═══ 引用文

説明

転炉吹錬制御方法、転炉吹錬制御装置及びコンピュータプログラム

【課題】目標炭素濃度に合致させるとともに、冷却材等の副原料投入時間を確保することが可能であって目標温度に合致させることが出来、動的制御の精度が良好である転炉吹錬制御方法、転炉吹錬制御装置及びコンピュータプログラムを提供する。
【解決手段】吹込酸素量及び副原料投入量を算出するステップ(S2)と、決定した副原料投入量、並びに成分及び材質の目標値を含む情報に基づき、動的制御に必要な時間TSLを決定するステップ(S4)と、TSL及び吹込酸素の流速に基づき、TSLにおける酸素量OSLを算出するステップ(S5)と、吹込酸素量からOSLを減じた量だけ酸素が吹き込まれる時点を、測定のタイミングとして決定するステップ(S6)とを有する。

【発明の詳細な説明】
【技術分野】
【0001】
本発明は、転炉吹錬において、吹止め時の溶鋼の炭素濃度及び温度を高精度に制御することが可能である転炉吹錬制御方法、転炉吹錬制御装置及びコンピュータプログラムに関する。

══════
═══ データの中身

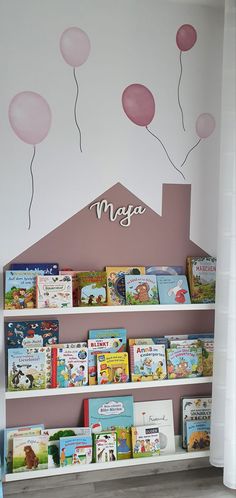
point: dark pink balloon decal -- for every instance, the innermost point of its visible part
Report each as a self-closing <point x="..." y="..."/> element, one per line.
<point x="30" y="118"/>
<point x="186" y="38"/>
<point x="75" y="49"/>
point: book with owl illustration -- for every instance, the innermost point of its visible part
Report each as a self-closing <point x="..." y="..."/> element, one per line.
<point x="141" y="289"/>
<point x="116" y="282"/>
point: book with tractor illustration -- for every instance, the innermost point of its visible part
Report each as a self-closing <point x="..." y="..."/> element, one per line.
<point x="32" y="333"/>
<point x="54" y="291"/>
<point x="29" y="369"/>
<point x="20" y="289"/>
<point x="147" y="362"/>
<point x="96" y="346"/>
<point x="184" y="362"/>
<point x="30" y="453"/>
<point x="92" y="288"/>
<point x="112" y="368"/>
<point x="202" y="279"/>
<point x="141" y="289"/>
<point x="116" y="282"/>
<point x="173" y="289"/>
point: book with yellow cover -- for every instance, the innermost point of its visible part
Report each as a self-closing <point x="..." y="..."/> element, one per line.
<point x="112" y="368"/>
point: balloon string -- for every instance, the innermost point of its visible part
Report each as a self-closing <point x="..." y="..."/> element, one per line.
<point x="180" y="76"/>
<point x="159" y="140"/>
<point x="75" y="108"/>
<point x="32" y="187"/>
<point x="186" y="157"/>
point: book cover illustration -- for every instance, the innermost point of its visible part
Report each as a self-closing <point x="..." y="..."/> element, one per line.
<point x="92" y="288"/>
<point x="46" y="268"/>
<point x="198" y="435"/>
<point x="202" y="279"/>
<point x="145" y="441"/>
<point x="173" y="289"/>
<point x="69" y="367"/>
<point x="194" y="408"/>
<point x="112" y="368"/>
<point x="184" y="362"/>
<point x="96" y="346"/>
<point x="32" y="334"/>
<point x="30" y="453"/>
<point x="20" y="289"/>
<point x="160" y="414"/>
<point x="116" y="282"/>
<point x="13" y="432"/>
<point x="29" y="368"/>
<point x="105" y="447"/>
<point x="147" y="362"/>
<point x="141" y="289"/>
<point x="54" y="291"/>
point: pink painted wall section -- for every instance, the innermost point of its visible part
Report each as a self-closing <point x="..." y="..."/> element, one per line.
<point x="85" y="243"/>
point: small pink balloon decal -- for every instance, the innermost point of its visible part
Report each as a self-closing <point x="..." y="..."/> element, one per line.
<point x="138" y="104"/>
<point x="75" y="49"/>
<point x="30" y="118"/>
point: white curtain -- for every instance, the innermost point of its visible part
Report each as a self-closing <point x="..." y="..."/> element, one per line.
<point x="223" y="429"/>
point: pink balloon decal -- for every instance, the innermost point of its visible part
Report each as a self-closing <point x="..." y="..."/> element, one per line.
<point x="75" y="49"/>
<point x="186" y="38"/>
<point x="30" y="118"/>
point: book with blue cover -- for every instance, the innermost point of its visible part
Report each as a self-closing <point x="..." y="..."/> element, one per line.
<point x="173" y="289"/>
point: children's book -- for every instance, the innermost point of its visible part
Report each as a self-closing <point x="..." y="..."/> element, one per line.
<point x="116" y="282"/>
<point x="147" y="362"/>
<point x="113" y="413"/>
<point x="160" y="414"/>
<point x="29" y="368"/>
<point x="112" y="368"/>
<point x="164" y="270"/>
<point x="184" y="362"/>
<point x="32" y="334"/>
<point x="92" y="288"/>
<point x="198" y="435"/>
<point x="76" y="450"/>
<point x="69" y="367"/>
<point x="46" y="268"/>
<point x="173" y="289"/>
<point x="20" y="289"/>
<point x="194" y="408"/>
<point x="202" y="279"/>
<point x="96" y="346"/>
<point x="30" y="453"/>
<point x="105" y="447"/>
<point x="13" y="432"/>
<point x="54" y="291"/>
<point x="145" y="441"/>
<point x="141" y="289"/>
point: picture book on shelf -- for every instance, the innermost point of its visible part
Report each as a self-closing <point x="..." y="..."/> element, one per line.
<point x="96" y="346"/>
<point x="29" y="368"/>
<point x="69" y="367"/>
<point x="194" y="408"/>
<point x="202" y="278"/>
<point x="145" y="441"/>
<point x="147" y="362"/>
<point x="30" y="453"/>
<point x="32" y="333"/>
<point x="116" y="282"/>
<point x="198" y="435"/>
<point x="173" y="289"/>
<point x="141" y="289"/>
<point x="112" y="368"/>
<point x="20" y="289"/>
<point x="92" y="288"/>
<point x="54" y="291"/>
<point x="159" y="413"/>
<point x="184" y="362"/>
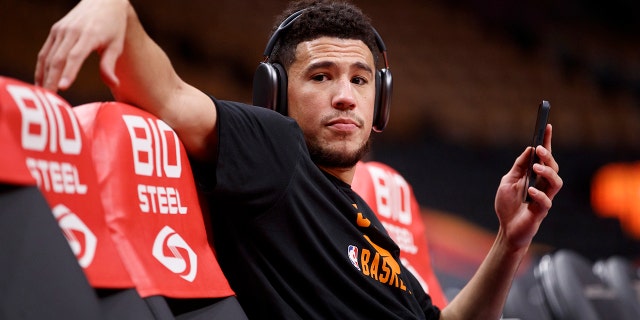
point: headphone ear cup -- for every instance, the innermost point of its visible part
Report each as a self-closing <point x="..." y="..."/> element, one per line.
<point x="270" y="87"/>
<point x="265" y="81"/>
<point x="382" y="108"/>
<point x="282" y="105"/>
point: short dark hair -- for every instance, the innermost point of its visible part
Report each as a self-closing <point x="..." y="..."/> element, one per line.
<point x="330" y="18"/>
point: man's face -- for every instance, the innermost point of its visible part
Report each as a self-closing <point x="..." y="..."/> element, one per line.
<point x="331" y="95"/>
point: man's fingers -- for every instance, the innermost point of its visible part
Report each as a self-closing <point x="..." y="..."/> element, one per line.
<point x="108" y="65"/>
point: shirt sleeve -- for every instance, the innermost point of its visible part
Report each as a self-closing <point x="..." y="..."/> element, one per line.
<point x="257" y="151"/>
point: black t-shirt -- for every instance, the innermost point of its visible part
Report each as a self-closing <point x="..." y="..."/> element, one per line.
<point x="293" y="240"/>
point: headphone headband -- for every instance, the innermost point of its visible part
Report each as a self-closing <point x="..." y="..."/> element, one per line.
<point x="270" y="79"/>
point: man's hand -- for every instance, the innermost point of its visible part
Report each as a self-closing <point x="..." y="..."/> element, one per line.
<point x="98" y="25"/>
<point x="520" y="220"/>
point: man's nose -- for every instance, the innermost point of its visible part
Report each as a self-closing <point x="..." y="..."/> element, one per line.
<point x="344" y="97"/>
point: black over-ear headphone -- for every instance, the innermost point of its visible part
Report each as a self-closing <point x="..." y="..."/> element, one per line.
<point x="270" y="80"/>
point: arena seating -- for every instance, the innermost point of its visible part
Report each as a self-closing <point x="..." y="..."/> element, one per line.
<point x="564" y="285"/>
<point x="52" y="191"/>
<point x="96" y="202"/>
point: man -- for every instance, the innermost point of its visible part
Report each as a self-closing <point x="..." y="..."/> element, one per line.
<point x="291" y="236"/>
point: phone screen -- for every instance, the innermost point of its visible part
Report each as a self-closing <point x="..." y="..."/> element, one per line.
<point x="538" y="139"/>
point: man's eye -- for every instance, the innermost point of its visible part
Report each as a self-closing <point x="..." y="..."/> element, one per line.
<point x="319" y="77"/>
<point x="359" y="80"/>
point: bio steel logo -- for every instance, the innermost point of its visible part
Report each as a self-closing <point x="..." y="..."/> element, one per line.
<point x="156" y="153"/>
<point x="82" y="241"/>
<point x="173" y="259"/>
<point x="48" y="126"/>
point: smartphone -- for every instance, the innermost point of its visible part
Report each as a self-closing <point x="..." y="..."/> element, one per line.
<point x="538" y="139"/>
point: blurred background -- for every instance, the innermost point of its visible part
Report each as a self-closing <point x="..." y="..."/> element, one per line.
<point x="468" y="77"/>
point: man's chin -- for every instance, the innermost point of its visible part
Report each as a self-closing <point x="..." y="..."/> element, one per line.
<point x="334" y="159"/>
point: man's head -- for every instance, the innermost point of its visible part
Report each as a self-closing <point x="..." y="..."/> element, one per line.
<point x="329" y="51"/>
<point x="321" y="18"/>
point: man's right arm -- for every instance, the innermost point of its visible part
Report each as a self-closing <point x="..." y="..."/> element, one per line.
<point x="135" y="68"/>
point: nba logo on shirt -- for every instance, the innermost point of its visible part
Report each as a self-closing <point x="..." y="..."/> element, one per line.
<point x="353" y="256"/>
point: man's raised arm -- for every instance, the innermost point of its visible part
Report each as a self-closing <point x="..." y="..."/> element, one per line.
<point x="135" y="68"/>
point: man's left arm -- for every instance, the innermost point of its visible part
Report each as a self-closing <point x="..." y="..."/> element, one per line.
<point x="485" y="294"/>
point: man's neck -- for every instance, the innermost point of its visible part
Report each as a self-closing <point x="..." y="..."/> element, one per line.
<point x="344" y="174"/>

══════

> _指示と要件_
転炉吹錬の制御を扱った引用文を、最後の文の後から引き継いで書き進めなさい。 これらの記録は、引用文とは関係がありません。

> _課題の解答_
【背景技術】
【0002】
転炉吹錬においては、吹止め時の溶鋼の炭素濃度及び温度を目標値に一致させるために、静的制御(スタティック制御)と、サブランスを用いた測定値に基づく動的制御(ダイナミック制御)とを組み合わせた吹錬制御が行われている。
【0003】
スタティック制御においては、吹錬開始前に物質収支及び熱収支に基づいた数式モデル等により、吹止め時の溶鋼の炭素濃度及び温度を目標値に一致させるために必要な吹込酸素量、及び冷却材を含む各種の副原料投入量を決定し、これに従って吹錬を行う。
ダイナミック制御においては、吹錬中にサブランスを使用して溶鋼の炭素濃度及び温度を測定し、物質収支及び熱収支に基づいた数式モデル等により、スタティック制御で決定しておいた吹込酸素量、及び各種副原料の投入量を修正して、吹錬の制御精度を高める。この測定は、一般的に、スタティック制御で求めた吹止めまでの時間から、ダイナミック制御時の冷却材切り出し及び投入時間を差し引いたタイミング、又はスタティック制御で求めた吹込酸素量から所定量差し引いた量だけ酸素を吹き込んだタイミングで行っていた。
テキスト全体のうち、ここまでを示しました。